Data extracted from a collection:
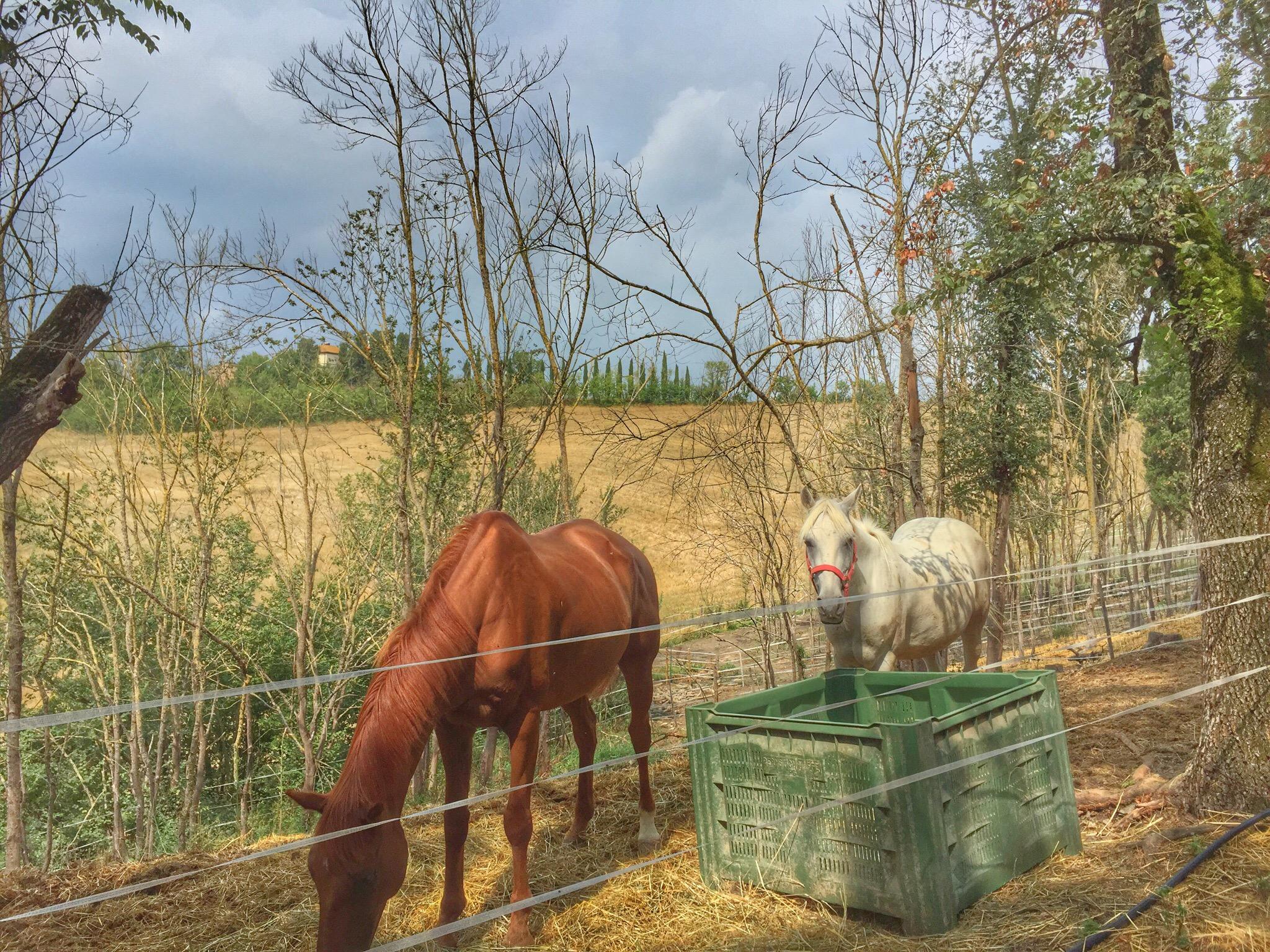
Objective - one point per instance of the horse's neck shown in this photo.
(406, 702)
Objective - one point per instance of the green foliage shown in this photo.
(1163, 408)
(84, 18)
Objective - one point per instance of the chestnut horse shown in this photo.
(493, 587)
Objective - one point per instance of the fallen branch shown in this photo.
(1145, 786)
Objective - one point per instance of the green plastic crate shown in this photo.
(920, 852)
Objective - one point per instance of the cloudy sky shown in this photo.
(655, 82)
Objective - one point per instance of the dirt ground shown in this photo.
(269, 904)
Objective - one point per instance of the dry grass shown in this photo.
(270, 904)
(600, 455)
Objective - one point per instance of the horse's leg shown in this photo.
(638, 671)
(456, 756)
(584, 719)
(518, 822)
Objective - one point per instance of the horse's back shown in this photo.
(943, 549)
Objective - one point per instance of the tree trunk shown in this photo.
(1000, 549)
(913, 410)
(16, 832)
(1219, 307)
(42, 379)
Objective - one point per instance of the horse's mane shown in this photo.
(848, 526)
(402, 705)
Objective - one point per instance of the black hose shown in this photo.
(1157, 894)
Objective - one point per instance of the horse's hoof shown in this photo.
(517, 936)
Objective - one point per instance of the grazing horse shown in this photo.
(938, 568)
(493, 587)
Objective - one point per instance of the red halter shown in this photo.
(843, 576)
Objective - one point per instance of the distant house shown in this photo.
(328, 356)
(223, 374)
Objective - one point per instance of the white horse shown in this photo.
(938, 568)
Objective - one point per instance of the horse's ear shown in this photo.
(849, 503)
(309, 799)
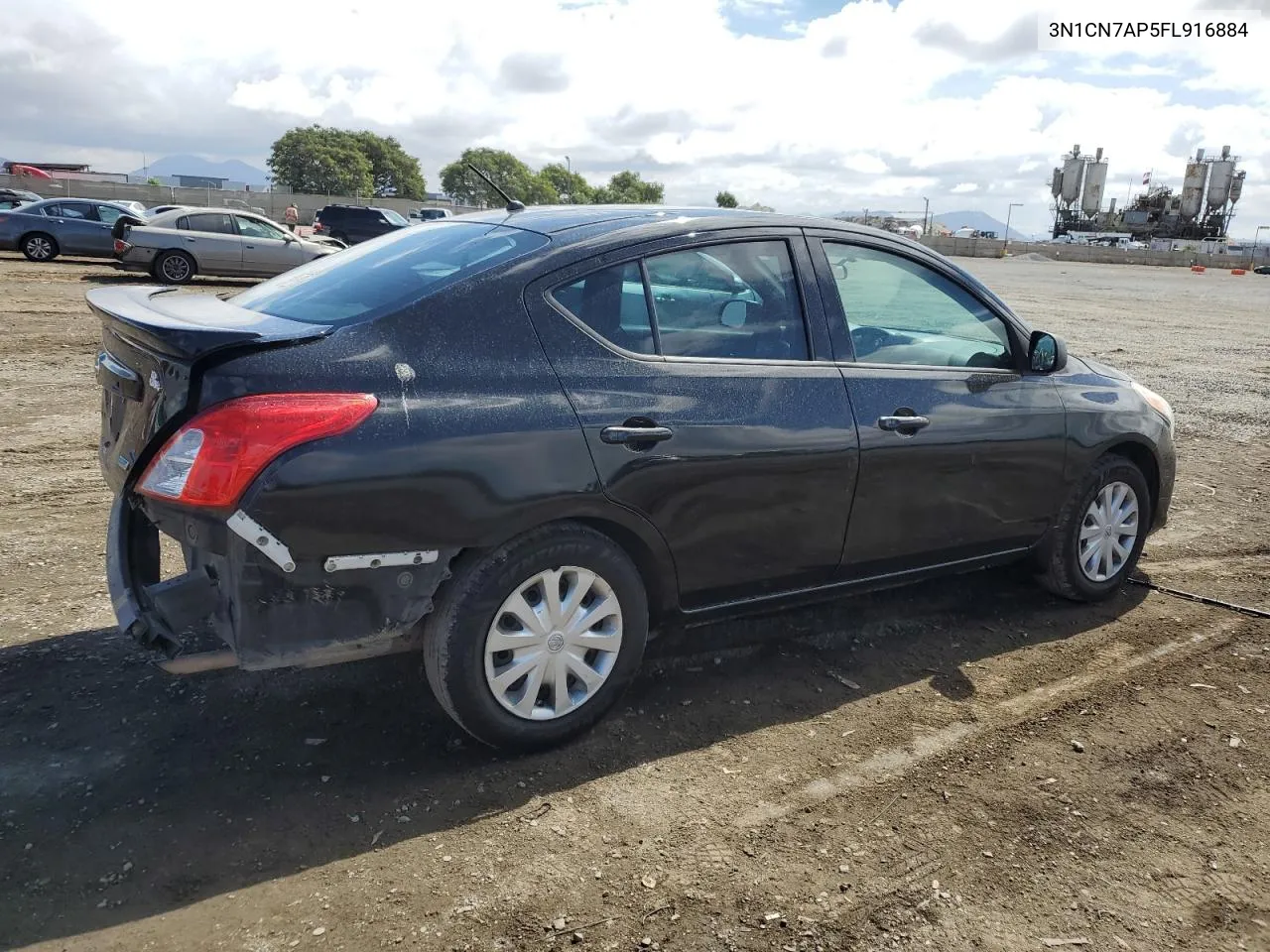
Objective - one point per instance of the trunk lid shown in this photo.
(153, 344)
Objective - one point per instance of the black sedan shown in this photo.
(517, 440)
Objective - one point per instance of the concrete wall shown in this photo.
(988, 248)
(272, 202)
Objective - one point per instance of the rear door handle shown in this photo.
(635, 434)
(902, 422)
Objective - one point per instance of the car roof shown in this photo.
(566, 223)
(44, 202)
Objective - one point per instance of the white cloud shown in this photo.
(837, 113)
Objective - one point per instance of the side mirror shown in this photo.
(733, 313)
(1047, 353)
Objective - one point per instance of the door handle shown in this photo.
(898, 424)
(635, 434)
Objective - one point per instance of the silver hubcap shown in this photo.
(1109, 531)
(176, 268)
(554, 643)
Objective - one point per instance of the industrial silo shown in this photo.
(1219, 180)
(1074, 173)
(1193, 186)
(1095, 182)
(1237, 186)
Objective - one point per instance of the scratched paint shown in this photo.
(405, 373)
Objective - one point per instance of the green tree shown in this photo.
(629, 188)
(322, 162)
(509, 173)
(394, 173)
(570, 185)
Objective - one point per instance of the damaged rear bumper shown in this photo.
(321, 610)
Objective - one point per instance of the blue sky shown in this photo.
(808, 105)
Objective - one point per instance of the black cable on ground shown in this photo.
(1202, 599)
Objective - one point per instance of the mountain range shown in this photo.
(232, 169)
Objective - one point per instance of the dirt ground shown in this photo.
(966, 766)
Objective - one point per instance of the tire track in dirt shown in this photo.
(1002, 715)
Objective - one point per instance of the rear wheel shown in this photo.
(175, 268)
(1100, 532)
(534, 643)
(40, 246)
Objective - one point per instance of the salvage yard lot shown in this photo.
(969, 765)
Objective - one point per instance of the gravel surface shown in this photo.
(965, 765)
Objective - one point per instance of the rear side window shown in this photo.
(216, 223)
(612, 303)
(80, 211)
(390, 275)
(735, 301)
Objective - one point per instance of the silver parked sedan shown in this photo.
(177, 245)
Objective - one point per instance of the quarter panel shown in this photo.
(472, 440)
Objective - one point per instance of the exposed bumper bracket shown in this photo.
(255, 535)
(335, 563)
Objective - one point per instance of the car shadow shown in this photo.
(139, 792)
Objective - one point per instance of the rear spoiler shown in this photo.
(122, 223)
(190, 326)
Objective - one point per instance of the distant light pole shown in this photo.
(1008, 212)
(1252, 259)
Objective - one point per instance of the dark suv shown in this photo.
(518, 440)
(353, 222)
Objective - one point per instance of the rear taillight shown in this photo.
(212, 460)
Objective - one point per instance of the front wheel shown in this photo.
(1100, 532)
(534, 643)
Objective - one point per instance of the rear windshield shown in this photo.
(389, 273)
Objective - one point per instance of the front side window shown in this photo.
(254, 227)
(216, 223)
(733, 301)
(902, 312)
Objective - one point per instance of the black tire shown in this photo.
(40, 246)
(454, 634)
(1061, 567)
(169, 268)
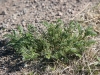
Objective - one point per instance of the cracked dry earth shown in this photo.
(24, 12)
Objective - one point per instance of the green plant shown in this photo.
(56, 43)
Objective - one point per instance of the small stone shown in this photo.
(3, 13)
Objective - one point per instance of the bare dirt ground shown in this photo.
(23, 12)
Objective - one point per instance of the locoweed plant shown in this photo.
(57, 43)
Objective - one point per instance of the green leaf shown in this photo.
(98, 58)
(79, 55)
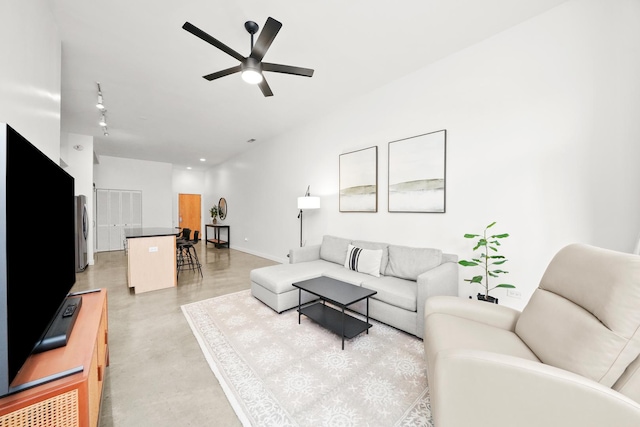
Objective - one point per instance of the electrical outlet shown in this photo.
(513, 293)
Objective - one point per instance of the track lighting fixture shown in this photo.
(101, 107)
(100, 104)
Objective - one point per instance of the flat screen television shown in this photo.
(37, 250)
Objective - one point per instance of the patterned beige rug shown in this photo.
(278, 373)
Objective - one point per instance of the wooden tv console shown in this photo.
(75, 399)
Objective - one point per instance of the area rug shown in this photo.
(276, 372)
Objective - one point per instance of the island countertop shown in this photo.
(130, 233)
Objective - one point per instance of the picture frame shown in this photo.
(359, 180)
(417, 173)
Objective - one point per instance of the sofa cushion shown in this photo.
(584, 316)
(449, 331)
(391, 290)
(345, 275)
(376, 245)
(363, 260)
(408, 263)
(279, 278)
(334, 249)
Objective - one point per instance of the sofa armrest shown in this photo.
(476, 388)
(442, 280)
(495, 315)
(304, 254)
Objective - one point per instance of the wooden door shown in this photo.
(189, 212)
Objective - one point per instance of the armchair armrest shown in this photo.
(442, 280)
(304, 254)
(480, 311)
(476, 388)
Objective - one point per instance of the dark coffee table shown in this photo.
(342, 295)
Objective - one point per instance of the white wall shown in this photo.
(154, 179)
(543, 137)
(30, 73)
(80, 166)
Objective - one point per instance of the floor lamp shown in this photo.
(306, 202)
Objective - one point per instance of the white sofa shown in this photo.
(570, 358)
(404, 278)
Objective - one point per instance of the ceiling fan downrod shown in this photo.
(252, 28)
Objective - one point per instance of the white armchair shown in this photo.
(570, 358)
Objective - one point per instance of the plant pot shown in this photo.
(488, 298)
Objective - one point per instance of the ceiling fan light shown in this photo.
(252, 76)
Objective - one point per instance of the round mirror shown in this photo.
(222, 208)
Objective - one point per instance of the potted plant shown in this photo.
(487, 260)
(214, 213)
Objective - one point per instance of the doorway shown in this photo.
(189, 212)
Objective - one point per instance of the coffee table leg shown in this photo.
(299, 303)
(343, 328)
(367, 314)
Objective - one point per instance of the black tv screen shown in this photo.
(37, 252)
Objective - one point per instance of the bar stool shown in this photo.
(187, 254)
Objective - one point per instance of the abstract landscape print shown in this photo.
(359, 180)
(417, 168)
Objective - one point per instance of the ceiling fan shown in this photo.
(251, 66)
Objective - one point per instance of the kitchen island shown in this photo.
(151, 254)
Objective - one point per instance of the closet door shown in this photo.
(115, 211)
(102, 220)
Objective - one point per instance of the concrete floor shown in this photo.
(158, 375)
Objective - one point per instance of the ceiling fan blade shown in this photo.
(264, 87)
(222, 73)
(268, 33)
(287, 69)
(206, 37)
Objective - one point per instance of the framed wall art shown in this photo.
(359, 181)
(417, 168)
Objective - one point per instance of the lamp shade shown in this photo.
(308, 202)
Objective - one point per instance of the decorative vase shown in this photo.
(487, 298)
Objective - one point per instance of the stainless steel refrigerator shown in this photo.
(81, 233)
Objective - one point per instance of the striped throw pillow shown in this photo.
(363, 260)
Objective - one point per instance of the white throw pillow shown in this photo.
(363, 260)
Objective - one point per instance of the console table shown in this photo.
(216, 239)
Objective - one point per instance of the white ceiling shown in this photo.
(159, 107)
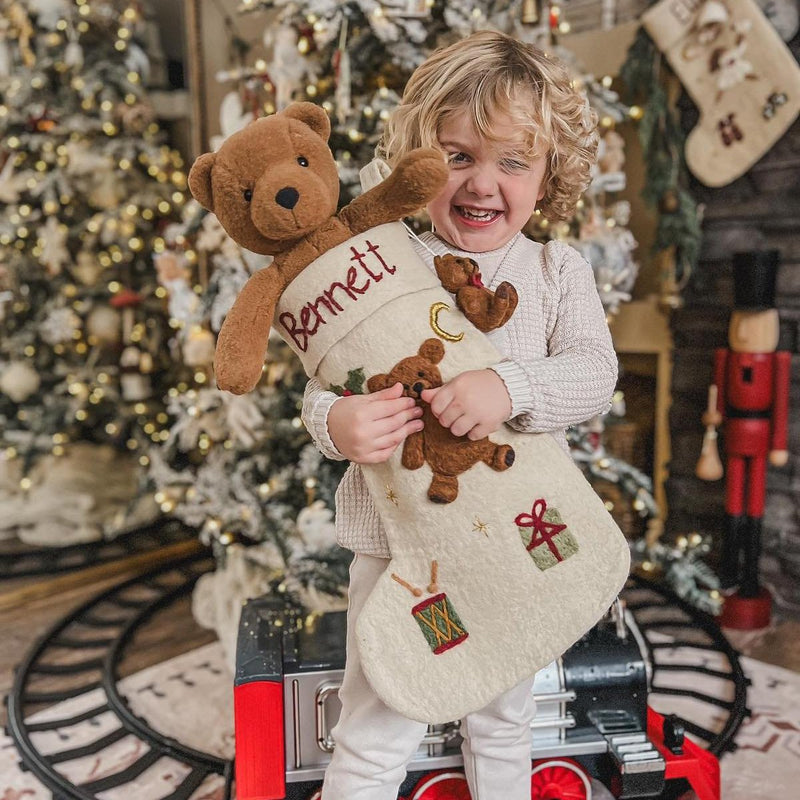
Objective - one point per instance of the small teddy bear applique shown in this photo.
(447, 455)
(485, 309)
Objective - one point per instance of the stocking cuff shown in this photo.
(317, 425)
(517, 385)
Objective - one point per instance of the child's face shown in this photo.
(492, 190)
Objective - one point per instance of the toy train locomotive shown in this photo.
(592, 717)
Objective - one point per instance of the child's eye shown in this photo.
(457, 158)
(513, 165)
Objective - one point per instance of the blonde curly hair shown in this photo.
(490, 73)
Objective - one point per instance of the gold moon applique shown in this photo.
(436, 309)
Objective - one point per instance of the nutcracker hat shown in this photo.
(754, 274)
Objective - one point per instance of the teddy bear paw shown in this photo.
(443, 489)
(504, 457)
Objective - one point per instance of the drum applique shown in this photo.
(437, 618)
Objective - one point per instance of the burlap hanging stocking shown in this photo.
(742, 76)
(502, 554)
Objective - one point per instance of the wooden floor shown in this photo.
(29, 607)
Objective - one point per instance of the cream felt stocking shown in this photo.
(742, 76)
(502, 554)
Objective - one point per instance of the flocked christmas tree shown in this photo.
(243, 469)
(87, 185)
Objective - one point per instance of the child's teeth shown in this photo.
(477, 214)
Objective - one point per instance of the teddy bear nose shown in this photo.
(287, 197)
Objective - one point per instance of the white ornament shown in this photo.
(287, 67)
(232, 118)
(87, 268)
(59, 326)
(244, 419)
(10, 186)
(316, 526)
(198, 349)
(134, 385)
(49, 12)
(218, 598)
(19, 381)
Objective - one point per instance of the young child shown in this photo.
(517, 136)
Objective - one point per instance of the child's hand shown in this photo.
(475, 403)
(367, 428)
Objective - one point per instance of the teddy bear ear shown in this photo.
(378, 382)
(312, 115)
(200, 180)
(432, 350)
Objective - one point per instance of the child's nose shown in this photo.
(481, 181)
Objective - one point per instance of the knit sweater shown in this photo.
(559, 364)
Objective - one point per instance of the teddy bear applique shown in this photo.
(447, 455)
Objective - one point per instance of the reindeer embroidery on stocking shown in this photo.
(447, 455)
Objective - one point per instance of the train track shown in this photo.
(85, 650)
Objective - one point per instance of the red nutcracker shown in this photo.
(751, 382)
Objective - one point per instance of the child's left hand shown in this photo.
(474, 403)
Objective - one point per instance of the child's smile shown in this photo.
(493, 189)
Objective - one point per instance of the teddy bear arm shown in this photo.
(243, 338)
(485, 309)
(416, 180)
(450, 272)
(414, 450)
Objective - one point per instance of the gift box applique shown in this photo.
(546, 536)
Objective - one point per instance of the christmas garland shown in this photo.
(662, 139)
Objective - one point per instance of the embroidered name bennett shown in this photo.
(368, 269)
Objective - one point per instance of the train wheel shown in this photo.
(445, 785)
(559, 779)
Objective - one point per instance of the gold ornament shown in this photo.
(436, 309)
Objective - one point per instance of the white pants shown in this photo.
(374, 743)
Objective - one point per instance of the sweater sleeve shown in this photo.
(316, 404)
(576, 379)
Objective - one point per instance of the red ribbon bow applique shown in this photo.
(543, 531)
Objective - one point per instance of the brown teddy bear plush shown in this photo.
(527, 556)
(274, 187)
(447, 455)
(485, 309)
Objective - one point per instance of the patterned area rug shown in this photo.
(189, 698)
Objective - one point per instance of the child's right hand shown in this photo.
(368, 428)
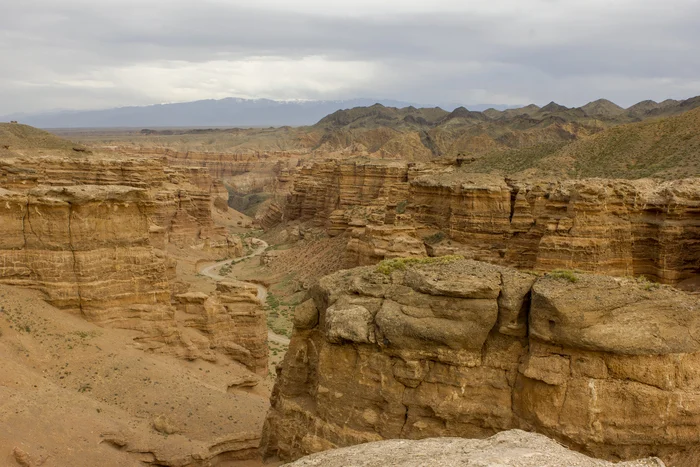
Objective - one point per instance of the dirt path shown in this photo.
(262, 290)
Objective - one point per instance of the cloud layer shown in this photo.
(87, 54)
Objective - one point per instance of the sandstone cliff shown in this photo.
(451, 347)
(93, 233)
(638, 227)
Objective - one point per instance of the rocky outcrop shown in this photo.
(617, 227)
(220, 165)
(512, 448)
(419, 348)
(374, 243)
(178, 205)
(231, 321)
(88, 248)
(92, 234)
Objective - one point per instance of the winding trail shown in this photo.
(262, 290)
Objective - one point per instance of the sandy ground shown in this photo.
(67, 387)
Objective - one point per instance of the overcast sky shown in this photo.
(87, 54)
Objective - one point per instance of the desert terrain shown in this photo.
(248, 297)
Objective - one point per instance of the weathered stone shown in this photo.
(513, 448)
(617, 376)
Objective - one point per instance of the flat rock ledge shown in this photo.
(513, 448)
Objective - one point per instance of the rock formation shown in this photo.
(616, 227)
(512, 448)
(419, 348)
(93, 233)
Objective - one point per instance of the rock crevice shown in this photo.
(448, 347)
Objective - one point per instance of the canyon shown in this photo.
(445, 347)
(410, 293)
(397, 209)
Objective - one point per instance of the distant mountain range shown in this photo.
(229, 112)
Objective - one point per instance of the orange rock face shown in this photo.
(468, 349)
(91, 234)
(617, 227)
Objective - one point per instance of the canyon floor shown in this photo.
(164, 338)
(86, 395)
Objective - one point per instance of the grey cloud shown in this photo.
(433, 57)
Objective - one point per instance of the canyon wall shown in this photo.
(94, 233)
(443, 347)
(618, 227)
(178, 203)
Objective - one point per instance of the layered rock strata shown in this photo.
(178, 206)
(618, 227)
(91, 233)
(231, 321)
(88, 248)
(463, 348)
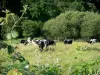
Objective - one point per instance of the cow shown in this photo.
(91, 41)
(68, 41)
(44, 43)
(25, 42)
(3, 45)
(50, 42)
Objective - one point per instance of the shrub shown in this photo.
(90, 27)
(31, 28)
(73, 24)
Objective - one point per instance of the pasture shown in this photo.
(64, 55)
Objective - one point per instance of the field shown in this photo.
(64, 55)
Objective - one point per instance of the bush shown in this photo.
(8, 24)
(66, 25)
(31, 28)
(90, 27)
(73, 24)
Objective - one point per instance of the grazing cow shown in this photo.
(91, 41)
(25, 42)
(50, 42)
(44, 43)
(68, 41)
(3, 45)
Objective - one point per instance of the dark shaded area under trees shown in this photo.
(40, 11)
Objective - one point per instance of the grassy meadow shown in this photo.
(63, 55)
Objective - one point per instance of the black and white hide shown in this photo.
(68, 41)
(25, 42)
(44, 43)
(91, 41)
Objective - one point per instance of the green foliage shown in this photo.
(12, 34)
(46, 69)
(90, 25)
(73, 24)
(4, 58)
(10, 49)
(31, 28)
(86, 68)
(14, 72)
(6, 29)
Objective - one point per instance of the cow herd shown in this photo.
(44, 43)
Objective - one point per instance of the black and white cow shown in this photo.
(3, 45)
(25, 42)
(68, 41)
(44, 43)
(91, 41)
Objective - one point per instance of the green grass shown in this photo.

WHAT THIS TASK INVOLVES: Give back exactly the lines from the one containing "Objective - one point per instance of the cow herd" through the last line of the records.

RESULT OF THE TASK:
Objective - one point per instance of the cow herd shown in this photo.
(44, 43)
Objective - one point per instance of the black and white cow shown in this photo.
(3, 45)
(25, 42)
(68, 41)
(44, 43)
(91, 41)
Objective - one point per instance of the green grass shown in this photo.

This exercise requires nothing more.